### Text section
******************************

Queensland Health is tracing the movements of a truck driver who brought COVID-19 into the state from NSW. Contact tracers may also have an infected schoolgirl to contend with.

Sep 10, 2021, updated Sep 10, 2021
Grill'd at Westfield Garden City is an exposure site. (Supplied)

Grill'd at Westfield Garden City is an exposure site. (Supplied)

Today’s routine COVID-19 update was delayed while Chief Health Officer Jeannette Young grappled with a potentially new, community-acquired case involving a 13-year-old girl at Sunnybank.

St Thomas More College at Sunnybank.

The girl had this week been to St Thomas More College at Sunnybank, where the principal has now been told the students should “immediately be picked up and taken home and go into quarantine for 14 days unless we get other information that will change that advice”.

The school was abruptly closed on Friday, with parents ordered to immediately collect their children, go home and remain there until further notice.

All households with a student at the college are now subject to strict quarantine orders that won’t be lifted until authorities determine if the girl has passed the virus to anyone else.

All students and staff who attended the college on Monday, Tuesday and Wednesday this week are considered close contacts of the girl.

******************************

### Explore the material
(A) In the COVID-19 news excerpt, how old is the Sunnybank girl involved in the possible new community-acquired case?
(B) Write out the part of the COVID-19 news excerpt starting with "Today’s routine COVID-19" and going on through "until further notice.".
You don't need the dataset entries.

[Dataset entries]
******************************

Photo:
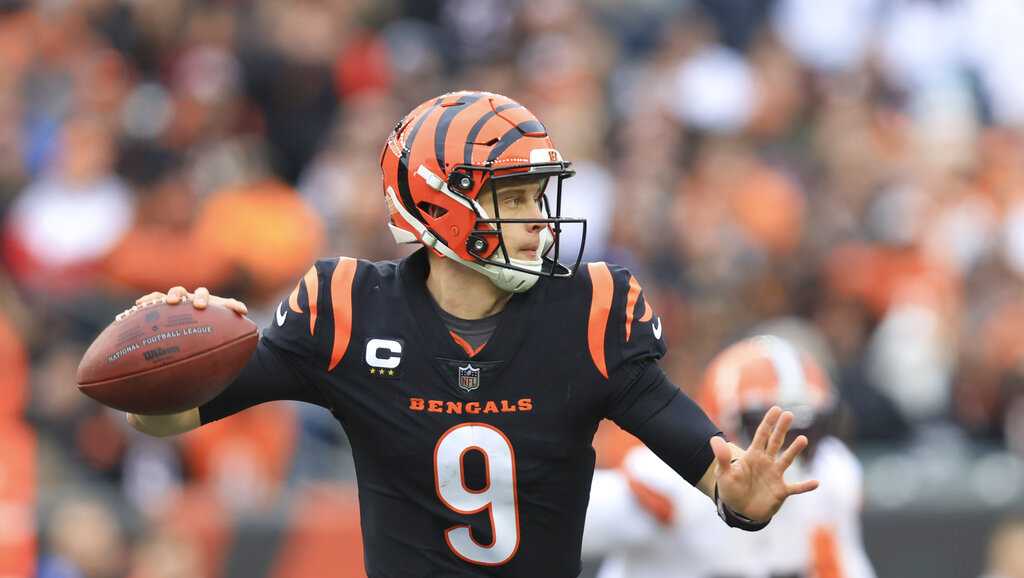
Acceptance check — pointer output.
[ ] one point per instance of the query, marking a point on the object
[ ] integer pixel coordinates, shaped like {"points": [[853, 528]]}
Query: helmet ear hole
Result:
{"points": [[461, 181], [476, 245]]}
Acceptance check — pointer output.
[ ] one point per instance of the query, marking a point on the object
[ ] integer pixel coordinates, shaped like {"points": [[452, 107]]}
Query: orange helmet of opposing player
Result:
{"points": [[751, 376], [444, 154]]}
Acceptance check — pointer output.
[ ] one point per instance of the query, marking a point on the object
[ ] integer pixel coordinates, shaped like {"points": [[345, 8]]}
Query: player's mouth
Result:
{"points": [[528, 252]]}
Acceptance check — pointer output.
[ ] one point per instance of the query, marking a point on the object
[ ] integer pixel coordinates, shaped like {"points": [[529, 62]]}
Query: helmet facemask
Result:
{"points": [[487, 245]]}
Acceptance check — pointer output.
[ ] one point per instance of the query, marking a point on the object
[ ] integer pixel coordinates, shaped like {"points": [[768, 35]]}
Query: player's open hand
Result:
{"points": [[753, 484], [200, 299]]}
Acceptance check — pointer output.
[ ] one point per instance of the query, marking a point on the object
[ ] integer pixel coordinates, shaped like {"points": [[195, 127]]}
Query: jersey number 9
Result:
{"points": [[498, 496]]}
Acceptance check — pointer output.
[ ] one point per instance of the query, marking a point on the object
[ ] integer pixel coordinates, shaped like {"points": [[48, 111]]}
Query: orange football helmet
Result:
{"points": [[751, 376], [441, 156]]}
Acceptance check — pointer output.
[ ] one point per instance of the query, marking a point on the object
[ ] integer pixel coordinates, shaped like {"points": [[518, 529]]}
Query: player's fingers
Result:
{"points": [[202, 298], [760, 440], [175, 294], [793, 451], [237, 306], [723, 455], [802, 487], [777, 437], [148, 297]]}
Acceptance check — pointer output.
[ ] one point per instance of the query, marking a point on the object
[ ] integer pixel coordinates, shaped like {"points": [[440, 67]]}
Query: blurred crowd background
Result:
{"points": [[849, 173]]}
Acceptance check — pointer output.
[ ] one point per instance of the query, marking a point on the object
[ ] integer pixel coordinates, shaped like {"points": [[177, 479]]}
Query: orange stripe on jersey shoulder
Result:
{"points": [[311, 281], [465, 344], [293, 299], [341, 301], [631, 303], [600, 306], [647, 312]]}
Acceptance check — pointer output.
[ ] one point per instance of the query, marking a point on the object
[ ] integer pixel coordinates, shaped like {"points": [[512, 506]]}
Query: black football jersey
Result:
{"points": [[473, 462]]}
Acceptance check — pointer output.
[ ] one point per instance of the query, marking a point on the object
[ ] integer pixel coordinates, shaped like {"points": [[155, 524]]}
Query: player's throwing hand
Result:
{"points": [[753, 484]]}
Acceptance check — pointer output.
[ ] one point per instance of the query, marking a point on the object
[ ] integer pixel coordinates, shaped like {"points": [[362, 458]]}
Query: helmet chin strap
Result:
{"points": [[505, 279]]}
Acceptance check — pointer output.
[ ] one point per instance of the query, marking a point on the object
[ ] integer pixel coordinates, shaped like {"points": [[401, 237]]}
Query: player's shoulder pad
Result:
{"points": [[622, 325], [314, 321]]}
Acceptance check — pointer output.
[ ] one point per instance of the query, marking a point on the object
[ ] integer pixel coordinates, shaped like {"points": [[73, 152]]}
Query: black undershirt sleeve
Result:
{"points": [[270, 374], [667, 420]]}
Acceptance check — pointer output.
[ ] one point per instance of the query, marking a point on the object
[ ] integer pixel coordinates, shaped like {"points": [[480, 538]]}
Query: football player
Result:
{"points": [[648, 524], [470, 376]]}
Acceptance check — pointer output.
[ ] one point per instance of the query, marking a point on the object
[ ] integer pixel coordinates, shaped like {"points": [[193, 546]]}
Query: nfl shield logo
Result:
{"points": [[469, 377]]}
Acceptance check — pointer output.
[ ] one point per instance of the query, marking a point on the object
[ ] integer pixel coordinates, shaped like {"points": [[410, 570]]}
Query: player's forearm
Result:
{"points": [[164, 425]]}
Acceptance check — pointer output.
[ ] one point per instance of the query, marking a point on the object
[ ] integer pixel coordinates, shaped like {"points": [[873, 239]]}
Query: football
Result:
{"points": [[160, 358]]}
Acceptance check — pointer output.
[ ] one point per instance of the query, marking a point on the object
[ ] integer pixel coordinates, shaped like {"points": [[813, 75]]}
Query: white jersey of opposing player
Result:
{"points": [[814, 535]]}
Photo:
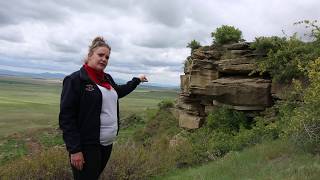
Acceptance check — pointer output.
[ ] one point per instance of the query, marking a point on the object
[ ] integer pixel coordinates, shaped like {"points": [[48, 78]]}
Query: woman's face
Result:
{"points": [[99, 58]]}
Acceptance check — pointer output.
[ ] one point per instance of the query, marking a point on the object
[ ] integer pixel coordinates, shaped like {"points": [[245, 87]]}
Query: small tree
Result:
{"points": [[226, 34], [193, 45]]}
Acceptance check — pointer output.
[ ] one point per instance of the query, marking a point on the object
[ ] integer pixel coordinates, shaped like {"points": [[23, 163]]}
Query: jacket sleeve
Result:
{"points": [[68, 116], [127, 88]]}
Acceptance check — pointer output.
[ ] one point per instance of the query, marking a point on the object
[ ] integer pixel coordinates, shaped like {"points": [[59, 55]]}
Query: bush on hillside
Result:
{"points": [[165, 104], [227, 120], [50, 164], [193, 45], [226, 34], [286, 58], [304, 123]]}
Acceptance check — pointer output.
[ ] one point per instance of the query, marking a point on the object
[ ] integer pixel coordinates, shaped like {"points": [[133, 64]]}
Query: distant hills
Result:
{"points": [[48, 75]]}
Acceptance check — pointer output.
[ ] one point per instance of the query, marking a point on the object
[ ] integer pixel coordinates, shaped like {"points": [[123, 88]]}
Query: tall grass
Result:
{"points": [[271, 160]]}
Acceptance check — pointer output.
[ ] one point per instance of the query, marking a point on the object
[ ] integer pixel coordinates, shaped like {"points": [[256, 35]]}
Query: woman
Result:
{"points": [[89, 112]]}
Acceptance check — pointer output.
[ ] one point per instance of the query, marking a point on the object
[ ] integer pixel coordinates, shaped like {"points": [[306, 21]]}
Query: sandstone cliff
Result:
{"points": [[216, 76]]}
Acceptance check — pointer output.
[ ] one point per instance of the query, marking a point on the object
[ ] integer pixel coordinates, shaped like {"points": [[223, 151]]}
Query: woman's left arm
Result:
{"points": [[127, 88]]}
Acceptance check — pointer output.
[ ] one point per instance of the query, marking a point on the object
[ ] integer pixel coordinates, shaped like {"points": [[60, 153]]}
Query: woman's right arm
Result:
{"points": [[69, 114]]}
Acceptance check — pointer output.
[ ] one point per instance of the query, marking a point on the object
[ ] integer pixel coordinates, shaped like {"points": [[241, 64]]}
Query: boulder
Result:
{"points": [[190, 105], [237, 46], [241, 91], [236, 66], [184, 83], [206, 54], [189, 121]]}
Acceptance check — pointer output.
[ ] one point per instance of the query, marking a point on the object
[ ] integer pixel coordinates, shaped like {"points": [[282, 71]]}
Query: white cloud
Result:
{"points": [[146, 36]]}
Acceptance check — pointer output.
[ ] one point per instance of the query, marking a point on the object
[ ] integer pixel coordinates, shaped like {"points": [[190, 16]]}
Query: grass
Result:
{"points": [[29, 114], [270, 160]]}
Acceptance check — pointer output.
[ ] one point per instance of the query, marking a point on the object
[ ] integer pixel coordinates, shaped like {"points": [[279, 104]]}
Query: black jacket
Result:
{"points": [[80, 108]]}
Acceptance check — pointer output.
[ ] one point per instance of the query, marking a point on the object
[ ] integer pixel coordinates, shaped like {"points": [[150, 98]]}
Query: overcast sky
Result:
{"points": [[147, 36]]}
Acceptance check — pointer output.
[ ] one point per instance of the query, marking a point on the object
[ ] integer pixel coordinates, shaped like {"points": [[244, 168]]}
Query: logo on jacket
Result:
{"points": [[89, 87]]}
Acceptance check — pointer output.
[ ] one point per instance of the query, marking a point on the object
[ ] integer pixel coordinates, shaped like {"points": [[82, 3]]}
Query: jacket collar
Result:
{"points": [[85, 77]]}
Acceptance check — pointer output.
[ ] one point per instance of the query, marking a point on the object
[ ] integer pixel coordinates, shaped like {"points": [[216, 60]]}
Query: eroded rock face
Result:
{"points": [[236, 66], [241, 91], [219, 76]]}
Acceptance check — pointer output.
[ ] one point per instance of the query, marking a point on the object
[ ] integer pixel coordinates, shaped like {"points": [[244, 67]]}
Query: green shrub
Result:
{"points": [[304, 123], [193, 45], [50, 164], [226, 34], [131, 120], [164, 104], [162, 123], [134, 161], [227, 120], [286, 58], [263, 45]]}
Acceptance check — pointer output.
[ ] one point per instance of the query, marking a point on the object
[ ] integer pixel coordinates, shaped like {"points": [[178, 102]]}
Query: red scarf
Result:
{"points": [[97, 76]]}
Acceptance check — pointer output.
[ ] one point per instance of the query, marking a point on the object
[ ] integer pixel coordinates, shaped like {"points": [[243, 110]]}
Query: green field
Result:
{"points": [[270, 160], [34, 103], [29, 111]]}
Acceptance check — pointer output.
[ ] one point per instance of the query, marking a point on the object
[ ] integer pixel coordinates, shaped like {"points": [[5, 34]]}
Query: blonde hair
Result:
{"points": [[96, 42]]}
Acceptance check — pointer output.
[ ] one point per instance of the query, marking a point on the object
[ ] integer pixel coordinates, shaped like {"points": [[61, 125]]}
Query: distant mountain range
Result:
{"points": [[48, 75]]}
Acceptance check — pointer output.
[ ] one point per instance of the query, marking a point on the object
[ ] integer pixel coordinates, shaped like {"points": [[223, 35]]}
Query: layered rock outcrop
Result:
{"points": [[216, 76]]}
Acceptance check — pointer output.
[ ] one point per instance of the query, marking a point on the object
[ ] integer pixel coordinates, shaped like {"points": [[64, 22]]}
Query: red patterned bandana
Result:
{"points": [[97, 76]]}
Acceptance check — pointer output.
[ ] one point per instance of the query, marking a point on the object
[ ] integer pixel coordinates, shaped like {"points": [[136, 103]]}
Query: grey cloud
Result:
{"points": [[11, 35], [64, 47], [167, 12], [17, 11]]}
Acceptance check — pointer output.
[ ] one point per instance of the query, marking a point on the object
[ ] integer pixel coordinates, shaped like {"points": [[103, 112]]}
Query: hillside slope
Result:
{"points": [[272, 160]]}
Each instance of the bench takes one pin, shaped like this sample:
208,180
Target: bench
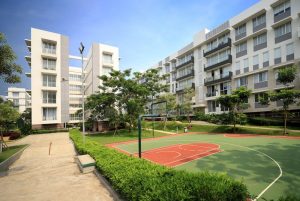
86,163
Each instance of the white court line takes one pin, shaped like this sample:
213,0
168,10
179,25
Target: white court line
280,170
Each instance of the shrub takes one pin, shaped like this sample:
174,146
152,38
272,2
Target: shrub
137,179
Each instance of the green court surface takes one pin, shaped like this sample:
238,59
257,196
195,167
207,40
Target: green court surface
257,161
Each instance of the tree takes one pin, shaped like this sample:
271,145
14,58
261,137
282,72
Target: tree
8,117
236,103
9,70
287,96
24,122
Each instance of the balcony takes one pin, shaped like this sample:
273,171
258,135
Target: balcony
217,48
191,61
191,74
211,94
226,60
219,78
181,89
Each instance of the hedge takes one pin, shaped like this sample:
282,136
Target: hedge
138,179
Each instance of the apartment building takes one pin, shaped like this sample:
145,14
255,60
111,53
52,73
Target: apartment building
20,97
56,85
246,50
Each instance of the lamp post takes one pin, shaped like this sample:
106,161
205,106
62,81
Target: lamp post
81,49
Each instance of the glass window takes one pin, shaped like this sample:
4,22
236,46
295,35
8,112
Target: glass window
241,47
260,77
49,97
49,64
266,56
246,63
259,20
255,60
277,53
261,39
283,29
282,8
49,48
49,80
290,49
107,58
49,114
240,30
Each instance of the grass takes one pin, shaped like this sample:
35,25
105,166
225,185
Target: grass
122,135
236,159
171,127
10,151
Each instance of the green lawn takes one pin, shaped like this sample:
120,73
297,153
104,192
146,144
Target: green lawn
122,135
10,151
243,159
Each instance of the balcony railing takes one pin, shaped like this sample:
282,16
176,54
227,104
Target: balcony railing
211,94
225,60
220,46
190,61
181,89
218,78
191,74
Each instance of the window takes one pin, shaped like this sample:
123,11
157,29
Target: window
277,53
261,39
49,97
15,94
49,114
240,30
255,60
75,88
49,64
238,65
259,20
49,80
49,48
261,77
260,96
282,8
283,29
75,77
289,49
266,56
246,63
16,102
107,58
222,56
242,81
241,47
75,117
106,71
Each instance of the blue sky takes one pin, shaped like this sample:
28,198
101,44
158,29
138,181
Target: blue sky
145,31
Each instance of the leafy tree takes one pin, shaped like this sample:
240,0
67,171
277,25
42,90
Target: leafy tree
287,96
8,117
24,122
236,103
9,70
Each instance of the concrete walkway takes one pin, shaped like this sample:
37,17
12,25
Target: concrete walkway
38,176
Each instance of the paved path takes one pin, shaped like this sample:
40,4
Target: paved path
36,176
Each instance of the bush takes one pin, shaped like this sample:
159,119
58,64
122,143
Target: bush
137,179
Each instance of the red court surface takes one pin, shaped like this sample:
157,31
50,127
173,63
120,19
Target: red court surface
179,154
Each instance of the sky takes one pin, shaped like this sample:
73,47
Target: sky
146,31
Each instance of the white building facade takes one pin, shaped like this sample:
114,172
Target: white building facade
56,87
246,50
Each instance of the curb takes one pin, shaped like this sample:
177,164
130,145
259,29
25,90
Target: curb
5,164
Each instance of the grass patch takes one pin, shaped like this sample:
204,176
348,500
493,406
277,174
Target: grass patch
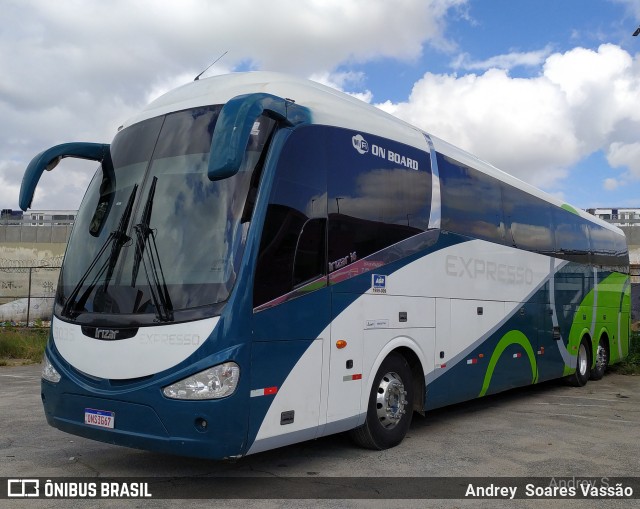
22,344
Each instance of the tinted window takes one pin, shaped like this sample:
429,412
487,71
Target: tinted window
293,247
529,219
471,201
609,250
571,236
379,195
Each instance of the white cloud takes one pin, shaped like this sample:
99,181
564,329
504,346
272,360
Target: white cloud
75,70
506,61
611,184
625,155
536,128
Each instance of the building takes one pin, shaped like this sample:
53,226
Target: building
621,216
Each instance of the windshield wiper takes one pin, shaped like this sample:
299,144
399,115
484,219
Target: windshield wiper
117,239
151,261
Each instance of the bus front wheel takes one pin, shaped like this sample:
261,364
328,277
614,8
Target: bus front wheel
390,406
602,360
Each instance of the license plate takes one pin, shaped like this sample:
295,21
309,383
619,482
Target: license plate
99,418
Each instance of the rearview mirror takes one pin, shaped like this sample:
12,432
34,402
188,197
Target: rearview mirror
49,159
234,125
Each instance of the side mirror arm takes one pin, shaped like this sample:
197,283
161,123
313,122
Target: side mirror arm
49,159
234,125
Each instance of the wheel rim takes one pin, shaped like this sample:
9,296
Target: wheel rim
601,357
582,359
390,400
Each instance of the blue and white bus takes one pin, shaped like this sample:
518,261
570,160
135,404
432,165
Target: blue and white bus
261,260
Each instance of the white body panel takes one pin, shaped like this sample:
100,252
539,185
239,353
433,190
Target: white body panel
131,358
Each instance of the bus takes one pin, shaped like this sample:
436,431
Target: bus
260,260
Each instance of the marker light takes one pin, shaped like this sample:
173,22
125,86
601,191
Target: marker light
213,383
49,373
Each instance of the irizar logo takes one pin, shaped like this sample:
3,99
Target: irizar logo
106,334
360,144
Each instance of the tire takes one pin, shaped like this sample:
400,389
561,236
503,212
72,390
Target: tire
390,406
583,365
602,360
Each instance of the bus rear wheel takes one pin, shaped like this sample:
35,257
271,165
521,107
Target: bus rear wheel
390,406
583,365
602,360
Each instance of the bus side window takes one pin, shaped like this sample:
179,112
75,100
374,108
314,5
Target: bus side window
377,197
293,247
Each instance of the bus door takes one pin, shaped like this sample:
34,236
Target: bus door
290,298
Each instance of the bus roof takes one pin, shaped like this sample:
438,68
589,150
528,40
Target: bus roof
330,107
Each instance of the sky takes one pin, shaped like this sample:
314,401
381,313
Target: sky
547,90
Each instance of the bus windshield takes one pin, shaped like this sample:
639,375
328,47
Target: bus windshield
154,238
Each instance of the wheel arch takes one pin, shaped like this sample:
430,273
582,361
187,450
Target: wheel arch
413,354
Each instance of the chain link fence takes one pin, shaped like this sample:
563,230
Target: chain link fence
27,292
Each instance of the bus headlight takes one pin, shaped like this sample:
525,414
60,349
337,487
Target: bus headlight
213,383
49,373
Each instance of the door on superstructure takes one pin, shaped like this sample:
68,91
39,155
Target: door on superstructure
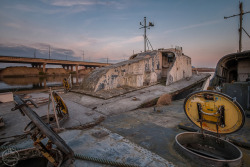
167,59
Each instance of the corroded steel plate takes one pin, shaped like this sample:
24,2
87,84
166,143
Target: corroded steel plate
210,102
60,103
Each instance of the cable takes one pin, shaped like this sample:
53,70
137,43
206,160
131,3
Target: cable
84,157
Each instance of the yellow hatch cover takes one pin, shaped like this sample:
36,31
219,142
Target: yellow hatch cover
214,112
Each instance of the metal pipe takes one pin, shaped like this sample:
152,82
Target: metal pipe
55,138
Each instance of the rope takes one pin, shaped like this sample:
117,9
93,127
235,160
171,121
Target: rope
84,157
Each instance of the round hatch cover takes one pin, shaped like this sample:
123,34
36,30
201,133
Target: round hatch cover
214,112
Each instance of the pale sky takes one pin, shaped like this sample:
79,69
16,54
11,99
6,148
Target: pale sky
110,28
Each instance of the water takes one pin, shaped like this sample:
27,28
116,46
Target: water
29,83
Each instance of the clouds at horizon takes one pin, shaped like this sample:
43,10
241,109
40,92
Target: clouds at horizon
110,29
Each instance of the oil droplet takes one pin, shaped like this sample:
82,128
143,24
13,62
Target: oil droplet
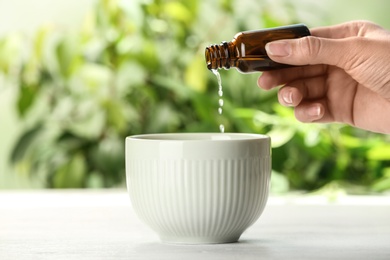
222,128
220,94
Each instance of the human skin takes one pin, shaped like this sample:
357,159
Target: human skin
343,75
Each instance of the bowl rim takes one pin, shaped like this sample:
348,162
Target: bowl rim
198,137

******************************

### Responses by task
(A) She is 13 years old.

(B)
Today’s routine COVID-19 update was delayed while Chief Health Officer Jeannette Young grappled with a potentially new, community-acquired case involving a 13-year-old girl at Sunnybank.

St Thomas More College at Sunnybank.

The girl had this week been to St Thomas More College at Sunnybank, where the principal has now been told the students should “immediately be picked up and taken home and go into quarantine for 14 days unless we get other information that will change that advice”.

The school was abruptly closed on Friday, with parents ordered to immediately collect their children, go home and remain there until further notice.